- [EXERCISE BRIEF]:
Retype the part of the piece on the Interior Department below, starting with "H. Dale Hall, director" and going on through "to administration pals.".

- [EXTRACT TO READ]:
Daily Kos

Endangered Ethics

Sun Apr 01, 2007 at 06:57:03 PM PDT

Keeping up with scandals in the Bush administration is like trying to follow a tennis match with a thousands players.  Balls are being hit out of bounds from so many directions at once, you could get neck strain just trying to follow them all.  With most of the line judges intent on watching our pro-torture, anti-law Attorney General, it's little wonder that the Fish and Wildlife branch of the Interior Department has gotten little attention.  But at the risk of overloading your outrage meter, it's worth a reminder that the Republicans haven't backed off one iota on seeing that the world is safe for developers at the expense of every species up to and including man.

The most public scandal at the Interior Department is that surrounding Julie A. MacDonald, the deputy assistant secretary for fish and wildlife and parks.  Ms. Macdonald, who has no training whatsoever in biology, has continued the fine Bush tradition of bullying scientists into producing reports that toss away facts in favor of administration policy.  She's even proven willing to put a species of bird at risk for purely personal reasons.  

H. Dale Hall, director of the Fish and Wildlife Service, recounted a battle he had with Ms. MacDonald over the Southwest willow flycatcher, an endangered bird. Biologists in the field concluded that the bird's nesting range, which determines how much land the government should protect as habitat for the species, was 2.1 miles. Mr. Hall claims that Ms. MacDonald insisted on lowering that to 1.8 miles so that the nesting range would not extend into California, where her husband maintained a family ranch.

That may seem outrageous enough, but MacDonald got away with that one.  In fact, she's been able to spend years erasing facts from scientific reports.  What's gotten her in trouble was that she decided to follow one of those other standard tactics of the right -- leaking secret information to administration pals.  

The inspector general's review of Ms. MacDonald's e-mail account also showed that she had close ties to lobbying organizations that have challenged endangered-species listings and that she had "misused her position" to give them information not available to the public on Interior Department policy.

- [EXTRACTED ENTRIES]:
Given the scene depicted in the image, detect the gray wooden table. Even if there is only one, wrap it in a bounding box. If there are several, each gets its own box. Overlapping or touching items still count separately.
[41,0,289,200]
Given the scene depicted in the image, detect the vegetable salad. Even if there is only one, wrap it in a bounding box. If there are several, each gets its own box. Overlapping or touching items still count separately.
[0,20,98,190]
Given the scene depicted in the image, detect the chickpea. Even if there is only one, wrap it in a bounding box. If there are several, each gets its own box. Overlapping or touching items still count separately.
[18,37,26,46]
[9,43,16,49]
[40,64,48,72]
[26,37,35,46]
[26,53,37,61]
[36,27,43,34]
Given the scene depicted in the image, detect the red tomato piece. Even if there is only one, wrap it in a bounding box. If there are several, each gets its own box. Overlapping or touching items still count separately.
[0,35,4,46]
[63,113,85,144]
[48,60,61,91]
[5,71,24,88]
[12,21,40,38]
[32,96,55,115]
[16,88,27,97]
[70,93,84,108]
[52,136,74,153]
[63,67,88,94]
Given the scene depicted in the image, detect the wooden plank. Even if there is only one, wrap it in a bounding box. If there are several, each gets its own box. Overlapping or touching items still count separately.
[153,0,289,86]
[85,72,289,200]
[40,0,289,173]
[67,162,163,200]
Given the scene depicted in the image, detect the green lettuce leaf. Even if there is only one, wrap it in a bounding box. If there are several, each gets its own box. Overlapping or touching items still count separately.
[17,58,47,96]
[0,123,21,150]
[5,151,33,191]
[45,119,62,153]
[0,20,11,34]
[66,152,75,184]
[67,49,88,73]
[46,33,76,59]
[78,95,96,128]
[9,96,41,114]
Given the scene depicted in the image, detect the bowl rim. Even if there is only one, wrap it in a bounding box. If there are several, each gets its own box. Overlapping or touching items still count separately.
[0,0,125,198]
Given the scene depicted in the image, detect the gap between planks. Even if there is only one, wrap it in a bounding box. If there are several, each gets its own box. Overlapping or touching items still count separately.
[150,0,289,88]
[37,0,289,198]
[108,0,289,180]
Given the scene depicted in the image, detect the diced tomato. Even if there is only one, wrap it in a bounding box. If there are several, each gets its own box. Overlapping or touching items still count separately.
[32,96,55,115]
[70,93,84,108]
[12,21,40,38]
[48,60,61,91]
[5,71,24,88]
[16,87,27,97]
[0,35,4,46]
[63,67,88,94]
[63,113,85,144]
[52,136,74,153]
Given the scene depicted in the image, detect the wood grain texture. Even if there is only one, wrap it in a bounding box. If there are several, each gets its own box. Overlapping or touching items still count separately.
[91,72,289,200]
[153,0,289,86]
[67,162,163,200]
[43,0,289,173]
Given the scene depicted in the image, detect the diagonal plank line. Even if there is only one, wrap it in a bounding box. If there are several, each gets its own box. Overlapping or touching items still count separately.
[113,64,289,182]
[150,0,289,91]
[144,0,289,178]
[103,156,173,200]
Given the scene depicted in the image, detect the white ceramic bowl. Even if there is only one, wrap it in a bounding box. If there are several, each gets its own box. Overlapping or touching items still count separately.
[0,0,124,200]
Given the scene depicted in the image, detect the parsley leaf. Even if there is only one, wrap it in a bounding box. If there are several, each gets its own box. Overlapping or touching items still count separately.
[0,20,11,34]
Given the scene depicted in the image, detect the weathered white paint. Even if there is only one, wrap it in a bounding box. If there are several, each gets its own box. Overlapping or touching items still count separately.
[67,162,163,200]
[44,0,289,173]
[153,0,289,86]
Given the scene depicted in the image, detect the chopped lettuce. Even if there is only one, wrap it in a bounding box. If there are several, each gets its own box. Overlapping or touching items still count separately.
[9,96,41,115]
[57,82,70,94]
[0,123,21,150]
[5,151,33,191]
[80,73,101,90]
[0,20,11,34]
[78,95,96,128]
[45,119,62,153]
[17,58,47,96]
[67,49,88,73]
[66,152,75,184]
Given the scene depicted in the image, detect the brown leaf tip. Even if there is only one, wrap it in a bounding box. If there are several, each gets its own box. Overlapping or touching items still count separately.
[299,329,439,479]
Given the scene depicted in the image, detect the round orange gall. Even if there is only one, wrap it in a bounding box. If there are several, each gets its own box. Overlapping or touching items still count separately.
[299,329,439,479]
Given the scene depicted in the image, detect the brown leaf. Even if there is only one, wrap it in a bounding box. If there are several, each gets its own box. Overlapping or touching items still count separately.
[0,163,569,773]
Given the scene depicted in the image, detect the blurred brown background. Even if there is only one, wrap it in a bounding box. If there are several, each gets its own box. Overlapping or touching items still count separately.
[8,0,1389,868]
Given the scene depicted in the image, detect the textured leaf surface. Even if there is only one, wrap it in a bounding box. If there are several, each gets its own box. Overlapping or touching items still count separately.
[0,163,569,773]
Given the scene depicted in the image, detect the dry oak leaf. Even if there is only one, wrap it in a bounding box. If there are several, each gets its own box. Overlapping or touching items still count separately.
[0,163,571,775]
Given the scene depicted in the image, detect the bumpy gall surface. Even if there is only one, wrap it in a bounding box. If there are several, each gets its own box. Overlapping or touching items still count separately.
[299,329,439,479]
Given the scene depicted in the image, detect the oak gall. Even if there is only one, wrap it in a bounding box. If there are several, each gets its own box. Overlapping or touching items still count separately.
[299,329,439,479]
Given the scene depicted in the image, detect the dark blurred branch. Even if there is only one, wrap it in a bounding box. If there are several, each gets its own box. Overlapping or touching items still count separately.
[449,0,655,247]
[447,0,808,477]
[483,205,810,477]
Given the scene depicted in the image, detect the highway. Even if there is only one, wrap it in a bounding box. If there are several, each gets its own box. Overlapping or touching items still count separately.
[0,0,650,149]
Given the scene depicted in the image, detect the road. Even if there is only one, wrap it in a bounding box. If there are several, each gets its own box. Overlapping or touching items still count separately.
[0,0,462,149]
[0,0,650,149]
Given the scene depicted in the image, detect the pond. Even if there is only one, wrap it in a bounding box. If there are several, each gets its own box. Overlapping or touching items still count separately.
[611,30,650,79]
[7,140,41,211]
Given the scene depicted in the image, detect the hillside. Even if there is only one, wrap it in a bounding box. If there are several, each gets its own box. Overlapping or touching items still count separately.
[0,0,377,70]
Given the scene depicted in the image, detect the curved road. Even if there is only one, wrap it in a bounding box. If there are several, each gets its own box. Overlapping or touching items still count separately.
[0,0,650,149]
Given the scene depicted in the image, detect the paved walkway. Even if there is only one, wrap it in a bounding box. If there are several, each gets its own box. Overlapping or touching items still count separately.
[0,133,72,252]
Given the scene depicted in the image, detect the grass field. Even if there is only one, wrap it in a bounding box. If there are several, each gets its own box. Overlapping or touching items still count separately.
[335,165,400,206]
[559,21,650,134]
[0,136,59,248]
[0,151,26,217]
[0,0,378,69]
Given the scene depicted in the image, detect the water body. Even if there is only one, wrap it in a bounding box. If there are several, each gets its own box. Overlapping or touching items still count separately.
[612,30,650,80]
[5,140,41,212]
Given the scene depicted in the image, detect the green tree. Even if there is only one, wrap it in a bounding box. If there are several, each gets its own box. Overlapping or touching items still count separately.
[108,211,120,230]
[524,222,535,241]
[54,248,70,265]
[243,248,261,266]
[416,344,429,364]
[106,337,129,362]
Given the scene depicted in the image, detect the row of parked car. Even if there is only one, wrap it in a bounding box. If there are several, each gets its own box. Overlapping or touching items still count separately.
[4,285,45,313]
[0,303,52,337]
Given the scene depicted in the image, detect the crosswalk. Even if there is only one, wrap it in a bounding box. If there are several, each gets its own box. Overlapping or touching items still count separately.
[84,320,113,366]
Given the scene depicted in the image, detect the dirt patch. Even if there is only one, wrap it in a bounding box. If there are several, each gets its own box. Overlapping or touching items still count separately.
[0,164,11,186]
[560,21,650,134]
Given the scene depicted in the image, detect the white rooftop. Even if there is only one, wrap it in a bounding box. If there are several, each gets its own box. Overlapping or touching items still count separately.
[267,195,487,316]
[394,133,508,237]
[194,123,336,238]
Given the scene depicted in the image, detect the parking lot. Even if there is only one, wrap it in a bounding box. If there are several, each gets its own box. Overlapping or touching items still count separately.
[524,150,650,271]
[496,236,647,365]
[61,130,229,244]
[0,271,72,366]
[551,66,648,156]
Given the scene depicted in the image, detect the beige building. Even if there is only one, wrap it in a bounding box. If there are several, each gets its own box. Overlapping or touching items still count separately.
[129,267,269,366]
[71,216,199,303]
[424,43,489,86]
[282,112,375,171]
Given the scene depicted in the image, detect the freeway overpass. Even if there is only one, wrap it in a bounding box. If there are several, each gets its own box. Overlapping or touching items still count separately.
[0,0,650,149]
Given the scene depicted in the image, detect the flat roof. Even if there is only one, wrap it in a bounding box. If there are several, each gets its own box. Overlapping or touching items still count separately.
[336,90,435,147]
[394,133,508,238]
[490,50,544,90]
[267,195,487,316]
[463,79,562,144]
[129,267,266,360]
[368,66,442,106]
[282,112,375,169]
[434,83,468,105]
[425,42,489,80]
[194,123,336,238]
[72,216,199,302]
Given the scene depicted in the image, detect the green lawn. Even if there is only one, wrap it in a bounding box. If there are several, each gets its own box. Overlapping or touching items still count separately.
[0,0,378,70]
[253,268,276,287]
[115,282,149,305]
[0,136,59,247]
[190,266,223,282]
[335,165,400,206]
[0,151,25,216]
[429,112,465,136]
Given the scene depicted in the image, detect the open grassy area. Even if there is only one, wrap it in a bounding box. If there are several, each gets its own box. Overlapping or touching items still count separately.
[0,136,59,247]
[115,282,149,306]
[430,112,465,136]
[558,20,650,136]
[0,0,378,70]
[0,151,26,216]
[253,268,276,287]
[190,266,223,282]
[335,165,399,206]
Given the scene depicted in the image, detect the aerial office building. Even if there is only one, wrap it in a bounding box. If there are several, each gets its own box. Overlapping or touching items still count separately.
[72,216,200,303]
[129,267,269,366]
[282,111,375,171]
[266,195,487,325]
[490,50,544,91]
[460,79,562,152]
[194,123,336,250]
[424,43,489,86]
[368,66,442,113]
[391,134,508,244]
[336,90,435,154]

- [RESULT FOR THIS TASK]:
H. Dale Hall, director of the Fish and Wildlife Service, recounted a battle he had with Ms. MacDonald over the Southwest willow flycatcher, an endangered bird. Biologists in the field concluded that the bird's nesting range, which determines how much land the government should protect as habitat for the species, was 2.1 miles. Mr. Hall claims that Ms. MacDonald insisted on lowering that to 1.8 miles so that the nesting range would not extend into California, where her husband maintained a family ranch.

That may seem outrageous enough, but MacDonald got away with that one.  In fact, she's been able to spend years erasing facts from scientific reports.  What's gotten her in trouble was that she decided to follow one of those other standard tactics of the right -- leaking secret information to administration pals.